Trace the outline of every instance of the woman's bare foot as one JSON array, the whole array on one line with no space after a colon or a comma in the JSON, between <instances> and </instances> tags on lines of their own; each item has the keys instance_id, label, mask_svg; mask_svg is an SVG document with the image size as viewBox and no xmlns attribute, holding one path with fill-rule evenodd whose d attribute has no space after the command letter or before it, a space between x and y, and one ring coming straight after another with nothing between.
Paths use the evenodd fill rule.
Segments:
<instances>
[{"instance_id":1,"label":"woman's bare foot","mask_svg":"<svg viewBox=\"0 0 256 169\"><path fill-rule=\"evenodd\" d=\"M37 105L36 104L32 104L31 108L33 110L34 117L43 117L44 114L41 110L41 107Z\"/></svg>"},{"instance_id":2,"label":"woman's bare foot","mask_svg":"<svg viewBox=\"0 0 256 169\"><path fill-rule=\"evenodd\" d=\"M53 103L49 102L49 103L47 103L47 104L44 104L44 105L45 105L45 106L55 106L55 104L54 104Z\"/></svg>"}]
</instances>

= Aim =
Return each line above that contains the string "woman". Matching is case-sensitive.

= The answer =
Trace the outline of every instance of the woman's bare foot as one JSON array, the whole array on one line with no space after a colon or a comma in the JSON, between <instances> and </instances> tags on lines of their own; each item has the keys instance_id, label, mask_svg; mask_svg is an SVG document with the image size as viewBox and no xmlns attribute, holding one path with fill-rule evenodd whose d attribute has no space after the command letter or before it, a space between x and y, and one ring coming straight after another with nothing between.
[{"instance_id":1,"label":"woman's bare foot","mask_svg":"<svg viewBox=\"0 0 256 169\"><path fill-rule=\"evenodd\" d=\"M37 105L36 104L32 104L31 108L33 110L34 117L43 117L44 114L41 110L41 107Z\"/></svg>"},{"instance_id":2,"label":"woman's bare foot","mask_svg":"<svg viewBox=\"0 0 256 169\"><path fill-rule=\"evenodd\" d=\"M53 103L49 102L49 103L47 103L47 104L44 104L44 105L45 105L45 106L55 106L55 104L54 104Z\"/></svg>"}]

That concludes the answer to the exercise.